OBJECTIVE = From the passage on debt and inflation below, copy word for word the stretch from "But it is notable" through "the coming years.".

--- Start SELECTED PASSAGE ---

Make no mistake; the developed world is drowning in debt and there are only two viable options – a global economic depression or very high inflation. It is our contention that the policymakers have chosen the latter option and over the following years, we will experience the trauma of severe inflation.

Look. The American government is staring at total obligations of US$115 trillion, America's debt-to-GDP ratio is off the charts and the American public is also up to its eyeballs in debt. Under this scenario, you can bet your bottom dollar that the American establishment will try to reduce this debt overhang through a process known as monetary inflation. If you have any doubt whatsoever, take a look at the chart below, which captures the incredible expansion in America's monetary base.

US Monetary Base

As you can see, over the past two years, the monetary base in America has expanded from US$827 billion to an astonishing US$1.93 trillion! Until now, this surge in the monetary base has not produced a highly visible inflationary impact...yet.

But it is notable that America is not alone in pursuing inflationary policies. All over the world, the developed nations are printing money and debasing their currencies. In this era of globalization, no country wants a strong currency and everyone is engaged in competitive currency devaluations. This massive money and debt creation will cause an inflationary boom over the coming years.

In fact, those who erroneously believe that deflation is unavoidable should review Figure 2, which highlights the mind-boggling expansion in the balance sheets of various central banks. As you can see, America is not the only nation guilty of printing money; the Europeans have also jumped on this train to Inflationville.

Global Balance Sheet Expansion

Now, we are aware that many prominent commentators are still calling for deflation. "After all," they argue, "how can inflation be a problem when bond yields are so low?" Well, these deflationists seem to be missing the point because the US Treasury market is no longer an entirely free market. We would argue that the Federal Reserve's intervention is largely responsible for keeping bond yields artificially low. Over the past several months, the Federal Reserve has purchased most of the net new issuance of Treasury securities. The American central bank is engaged in this desperate act in order to keep interest-rates low. However, it is buying these Treasuries by creating money out of thin air. This is inflationary.

--- End SELECTED PASSAGE ---
--- Start DATA BLOCK ---

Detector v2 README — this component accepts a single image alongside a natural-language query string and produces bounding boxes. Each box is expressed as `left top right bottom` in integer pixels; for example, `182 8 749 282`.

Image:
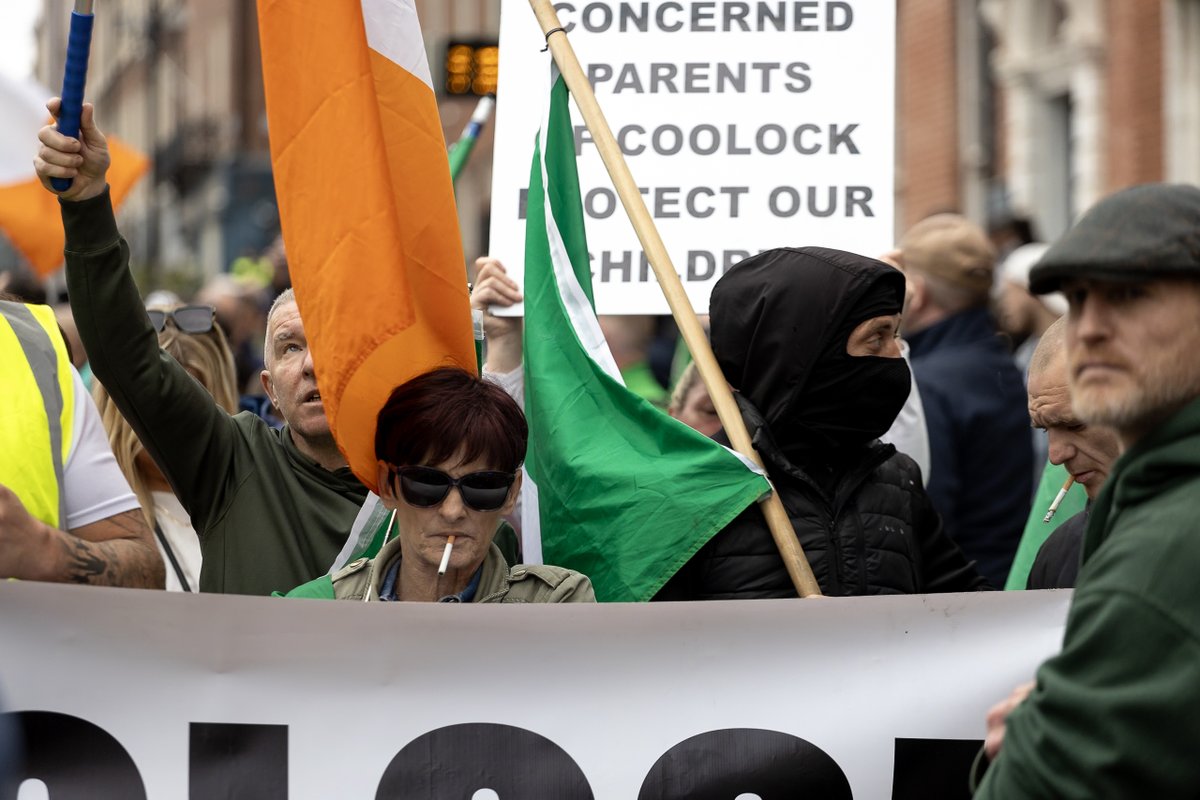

--- End DATA BLOCK ---

RESULT OF THE TASK =
But it is notable that America is not alone in pursuing inflationary policies. All over the world, the developed nations are printing money and debasing their currencies. In this era of globalization, no country wants a strong currency and everyone is engaged in competitive currency devaluations. This massive money and debt creation will cause an inflationary boom over the coming years.